--- START ---

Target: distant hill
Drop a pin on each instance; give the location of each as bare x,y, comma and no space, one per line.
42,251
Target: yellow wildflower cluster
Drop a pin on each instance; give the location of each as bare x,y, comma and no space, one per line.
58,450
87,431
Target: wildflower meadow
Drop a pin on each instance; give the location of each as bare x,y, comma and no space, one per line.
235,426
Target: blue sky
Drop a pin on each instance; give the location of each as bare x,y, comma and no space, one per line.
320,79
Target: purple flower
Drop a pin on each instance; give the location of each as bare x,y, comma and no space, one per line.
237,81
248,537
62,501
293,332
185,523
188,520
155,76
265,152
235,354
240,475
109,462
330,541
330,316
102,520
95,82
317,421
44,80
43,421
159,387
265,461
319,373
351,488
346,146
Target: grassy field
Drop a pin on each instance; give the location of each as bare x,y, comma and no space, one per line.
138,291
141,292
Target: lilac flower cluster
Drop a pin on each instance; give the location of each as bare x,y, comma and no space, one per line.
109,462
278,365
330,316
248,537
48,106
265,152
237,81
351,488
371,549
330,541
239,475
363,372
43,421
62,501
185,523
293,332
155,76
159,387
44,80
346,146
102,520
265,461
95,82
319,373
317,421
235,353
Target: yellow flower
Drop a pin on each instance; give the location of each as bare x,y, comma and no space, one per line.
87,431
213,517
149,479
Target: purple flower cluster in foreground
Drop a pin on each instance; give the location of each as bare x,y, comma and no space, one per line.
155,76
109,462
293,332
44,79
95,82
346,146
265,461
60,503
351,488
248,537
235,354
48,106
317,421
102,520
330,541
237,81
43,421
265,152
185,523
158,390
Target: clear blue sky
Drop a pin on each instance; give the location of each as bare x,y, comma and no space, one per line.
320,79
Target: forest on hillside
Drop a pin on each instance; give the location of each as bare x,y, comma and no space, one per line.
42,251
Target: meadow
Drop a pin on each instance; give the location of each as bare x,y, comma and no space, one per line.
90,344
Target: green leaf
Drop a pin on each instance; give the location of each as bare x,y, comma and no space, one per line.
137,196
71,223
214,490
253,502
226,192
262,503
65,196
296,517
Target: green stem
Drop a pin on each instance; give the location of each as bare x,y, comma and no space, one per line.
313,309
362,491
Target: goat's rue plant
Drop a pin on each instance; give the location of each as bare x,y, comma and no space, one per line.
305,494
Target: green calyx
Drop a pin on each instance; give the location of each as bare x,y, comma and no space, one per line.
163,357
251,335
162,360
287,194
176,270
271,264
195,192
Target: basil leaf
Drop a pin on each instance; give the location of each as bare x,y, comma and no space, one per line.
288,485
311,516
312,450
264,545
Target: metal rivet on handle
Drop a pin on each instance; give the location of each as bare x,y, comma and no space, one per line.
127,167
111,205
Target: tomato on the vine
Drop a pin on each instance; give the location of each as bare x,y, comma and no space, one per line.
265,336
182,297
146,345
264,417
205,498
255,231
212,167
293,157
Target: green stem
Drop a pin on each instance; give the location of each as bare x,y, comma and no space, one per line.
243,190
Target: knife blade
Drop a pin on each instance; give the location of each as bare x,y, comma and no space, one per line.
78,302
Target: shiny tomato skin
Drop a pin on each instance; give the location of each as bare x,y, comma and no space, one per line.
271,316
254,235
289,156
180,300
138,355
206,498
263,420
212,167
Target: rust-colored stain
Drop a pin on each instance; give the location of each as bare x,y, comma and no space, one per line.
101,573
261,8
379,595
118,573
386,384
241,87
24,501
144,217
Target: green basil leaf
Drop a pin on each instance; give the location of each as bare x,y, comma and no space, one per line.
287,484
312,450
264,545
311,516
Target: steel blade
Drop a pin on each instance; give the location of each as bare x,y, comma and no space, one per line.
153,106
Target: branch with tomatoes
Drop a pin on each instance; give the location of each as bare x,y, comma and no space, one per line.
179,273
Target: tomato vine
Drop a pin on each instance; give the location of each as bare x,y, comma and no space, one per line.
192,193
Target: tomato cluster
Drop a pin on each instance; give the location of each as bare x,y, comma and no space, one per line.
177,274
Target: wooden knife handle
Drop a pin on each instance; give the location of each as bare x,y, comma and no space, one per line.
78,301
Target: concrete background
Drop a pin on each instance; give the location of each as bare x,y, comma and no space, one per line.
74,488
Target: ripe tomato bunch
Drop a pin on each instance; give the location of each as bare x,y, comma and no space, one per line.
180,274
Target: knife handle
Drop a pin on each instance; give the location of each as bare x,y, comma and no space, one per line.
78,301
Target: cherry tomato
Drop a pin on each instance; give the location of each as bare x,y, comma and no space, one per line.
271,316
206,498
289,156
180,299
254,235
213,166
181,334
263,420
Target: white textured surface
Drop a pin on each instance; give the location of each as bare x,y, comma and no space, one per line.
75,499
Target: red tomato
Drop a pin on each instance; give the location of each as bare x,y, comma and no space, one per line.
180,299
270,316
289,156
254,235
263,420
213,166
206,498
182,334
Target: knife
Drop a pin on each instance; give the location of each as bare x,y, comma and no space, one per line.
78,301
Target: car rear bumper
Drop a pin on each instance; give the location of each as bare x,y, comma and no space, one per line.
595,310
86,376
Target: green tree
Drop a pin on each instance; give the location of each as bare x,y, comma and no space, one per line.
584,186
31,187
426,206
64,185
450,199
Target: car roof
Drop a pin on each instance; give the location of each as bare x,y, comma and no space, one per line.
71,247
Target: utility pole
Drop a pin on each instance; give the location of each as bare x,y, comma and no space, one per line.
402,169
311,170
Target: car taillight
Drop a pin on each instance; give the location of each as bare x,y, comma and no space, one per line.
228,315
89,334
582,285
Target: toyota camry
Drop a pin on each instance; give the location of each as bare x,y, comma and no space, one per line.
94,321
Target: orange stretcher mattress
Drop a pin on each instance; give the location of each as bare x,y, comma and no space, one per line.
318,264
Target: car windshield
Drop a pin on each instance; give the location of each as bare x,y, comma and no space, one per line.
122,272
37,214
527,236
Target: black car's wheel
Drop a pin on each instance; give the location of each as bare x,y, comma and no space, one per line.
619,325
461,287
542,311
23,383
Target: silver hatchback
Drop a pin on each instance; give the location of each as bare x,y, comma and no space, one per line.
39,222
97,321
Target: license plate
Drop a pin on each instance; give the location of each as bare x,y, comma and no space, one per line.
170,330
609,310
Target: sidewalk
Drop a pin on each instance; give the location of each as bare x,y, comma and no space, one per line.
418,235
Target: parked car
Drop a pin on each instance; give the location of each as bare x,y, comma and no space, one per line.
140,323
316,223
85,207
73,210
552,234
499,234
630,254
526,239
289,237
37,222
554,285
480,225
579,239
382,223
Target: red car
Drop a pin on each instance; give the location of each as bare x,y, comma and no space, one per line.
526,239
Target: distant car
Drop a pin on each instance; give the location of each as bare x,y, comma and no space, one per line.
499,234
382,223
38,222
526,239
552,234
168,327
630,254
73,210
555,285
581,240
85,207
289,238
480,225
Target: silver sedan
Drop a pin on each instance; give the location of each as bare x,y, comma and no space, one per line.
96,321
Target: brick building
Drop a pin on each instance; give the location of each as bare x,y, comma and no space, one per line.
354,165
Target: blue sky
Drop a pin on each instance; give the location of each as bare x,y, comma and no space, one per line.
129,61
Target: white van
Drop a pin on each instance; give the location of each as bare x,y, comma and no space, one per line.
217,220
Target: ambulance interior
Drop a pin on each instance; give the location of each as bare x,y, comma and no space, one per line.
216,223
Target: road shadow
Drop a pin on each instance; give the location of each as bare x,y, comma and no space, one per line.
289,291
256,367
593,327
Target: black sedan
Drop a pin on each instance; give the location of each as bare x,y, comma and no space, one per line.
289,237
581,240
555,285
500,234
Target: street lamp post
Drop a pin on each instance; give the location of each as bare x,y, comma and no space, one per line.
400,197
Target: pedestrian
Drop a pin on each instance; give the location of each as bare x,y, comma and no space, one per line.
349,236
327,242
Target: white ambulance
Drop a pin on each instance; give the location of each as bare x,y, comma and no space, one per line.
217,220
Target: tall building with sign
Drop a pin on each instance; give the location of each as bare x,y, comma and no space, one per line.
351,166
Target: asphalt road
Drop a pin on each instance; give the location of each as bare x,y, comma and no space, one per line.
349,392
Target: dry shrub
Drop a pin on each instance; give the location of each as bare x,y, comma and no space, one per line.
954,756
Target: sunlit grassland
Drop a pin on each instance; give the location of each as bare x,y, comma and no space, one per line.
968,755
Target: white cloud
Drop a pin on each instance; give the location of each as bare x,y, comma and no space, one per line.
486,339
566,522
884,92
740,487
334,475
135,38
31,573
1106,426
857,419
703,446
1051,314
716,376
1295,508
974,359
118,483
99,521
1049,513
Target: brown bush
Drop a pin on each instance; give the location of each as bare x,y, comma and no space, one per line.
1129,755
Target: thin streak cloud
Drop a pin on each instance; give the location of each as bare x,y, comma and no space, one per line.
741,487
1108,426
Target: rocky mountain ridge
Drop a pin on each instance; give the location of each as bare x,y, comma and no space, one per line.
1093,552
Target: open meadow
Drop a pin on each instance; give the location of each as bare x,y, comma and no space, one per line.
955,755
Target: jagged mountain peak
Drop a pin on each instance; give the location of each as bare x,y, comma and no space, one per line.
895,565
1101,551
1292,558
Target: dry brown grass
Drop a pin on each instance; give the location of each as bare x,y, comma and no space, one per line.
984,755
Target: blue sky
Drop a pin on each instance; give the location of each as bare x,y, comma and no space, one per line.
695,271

--- END ---

Set out exactly the run of lines that begins at the line holding "Target: sunlit grassland" and ends at the last line of the data.

Target: sunlit grassland
Drop a pin on each instance; give the location of each as bare x,y, comma and no space, one per line.
968,755
Target: white cloud
Drop a pin on each instance; give the location of each as bare x,y, comma and no space, one per line.
486,339
566,522
884,92
740,487
334,475
135,38
31,573
1106,426
857,419
703,446
1051,314
716,376
1295,508
974,359
118,483
99,521
1049,513
Target: brown bush
Drop a pin on each instance; give the location of each as bare x,y, comma and no space, one per line.
1129,755
Target: thin streak cloud
Drop a pin on each instance; give the location of each as bare x,y, comma and no space, one per line.
741,487
1108,426
Target: rocky mountain ridge
Drop a pin on each instance; give the location of each as bare x,y, comma and no space, one per line.
1093,552
Target: open meadow
Drop a pin on each instance; give the location of each as bare x,y, comma and no space, one per line.
955,755
Target: jagged mountain peak
Drop a pin on each instance; give the location of each as bare x,y, comma and no space, one per line.
895,565
1101,551
1292,558
Target: dry brown grass
Drop a pin on each instance; give the location of each as bare x,y, comma and no space, one per line.
984,755
Target: blue sky
Drop a pin on each instance; give the location of each as bare x,y, comma and no space, one per line.
695,271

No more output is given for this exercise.